##### Text passage

A brief, frivolous, but fairly accurate history of Money - lackbeard
http://lupoleboucher.livejournal.com/76418.html

======
dpatru
> Money "going away" isn't necessarily a bad thing. Sometimes it serves a
> useful purpose. For one thing, when someone's money goes away, they tend to
> go out and do more work, creating actual wealth in the form of economic
> output, rather than parasitically living off of accumulated money. Inflation
> is a form of money "going away." High interest rates are another form of it.
> One of the reasons interest rates are at a historical low, is the minting of
> credit money by banks like Bear Stearns. So, you can think of the choice as
> shifting the price of volatility (or risk; yes, risk costs money -think
> about it for a minute) from interest rates to banks. This sucks for guys who
> work for the banks (me) which have to manage this risk, but otherwise, a
> pretty good deal. Just like in the old days, the minting of credit money was
> a choice between not having an economy based on money, and worrying that you
> might wake up with worthless money.

Unless you're a banker or a government official, it's hard to agree with the
writer that working hard in return for worthless paper is "not necessarily a
bad thing" or that working hard and saving money in hopes of acquiring
financial independence is "parasitically living off the accumulated money."

------
josefresco
From the comments: "Privacy is overrated. Most people who worry about privacy
are compulsive masturbators who smoke too much dope. The rest are pedophiles."

Smart guy, maybe he can tour with Bush/Cheney on the speech circuit.

------
zenspider
do not feed the narcissist.

##########
##### Record excerpts

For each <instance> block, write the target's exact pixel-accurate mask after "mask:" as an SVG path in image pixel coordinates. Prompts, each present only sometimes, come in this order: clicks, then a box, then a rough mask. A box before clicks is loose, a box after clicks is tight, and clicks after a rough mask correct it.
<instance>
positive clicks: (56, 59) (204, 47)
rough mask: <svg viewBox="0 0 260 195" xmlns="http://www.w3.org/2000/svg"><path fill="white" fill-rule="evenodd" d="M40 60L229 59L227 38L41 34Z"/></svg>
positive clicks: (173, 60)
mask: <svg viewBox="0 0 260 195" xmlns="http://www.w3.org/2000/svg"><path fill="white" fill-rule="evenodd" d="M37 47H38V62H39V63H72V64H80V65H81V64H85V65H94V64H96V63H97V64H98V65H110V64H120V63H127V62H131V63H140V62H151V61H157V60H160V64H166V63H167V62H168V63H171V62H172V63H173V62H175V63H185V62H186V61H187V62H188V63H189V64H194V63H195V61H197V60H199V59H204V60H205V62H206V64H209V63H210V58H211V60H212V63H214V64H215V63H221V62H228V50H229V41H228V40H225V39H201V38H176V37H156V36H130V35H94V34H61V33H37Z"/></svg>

##########

Exercise requirements ->
(1) In the money thread, what does the quoted writer give as one reason interest rates are at a historical low?
(2) Reproduce word for word the passage in the money thread from "Unless you're a" to "the speech circuit.".
(3) List the usernames that head the comments in the money thread.

Results in order ->
(1) The minting of credit money by banks like Bear Stearns.

(2)
Unless you're a banker or a government official, it's hard to agree with the
writer that working hard in return for worthless paper is "not necessarily a
bad thing" or that working hard and saving money in hopes of acquiring
financial independence is "parasitically living off the accumulated money."

------
josefresco
From the comments: "Privacy is overrated. Most people who worry about privacy
are compulsive masturbators who smoke too much dope. The rest are pedophiles."

Smart guy, maybe he can tour with Bush/Cheney on the speech circuit.

(3) dpatru, josefresco, zenspider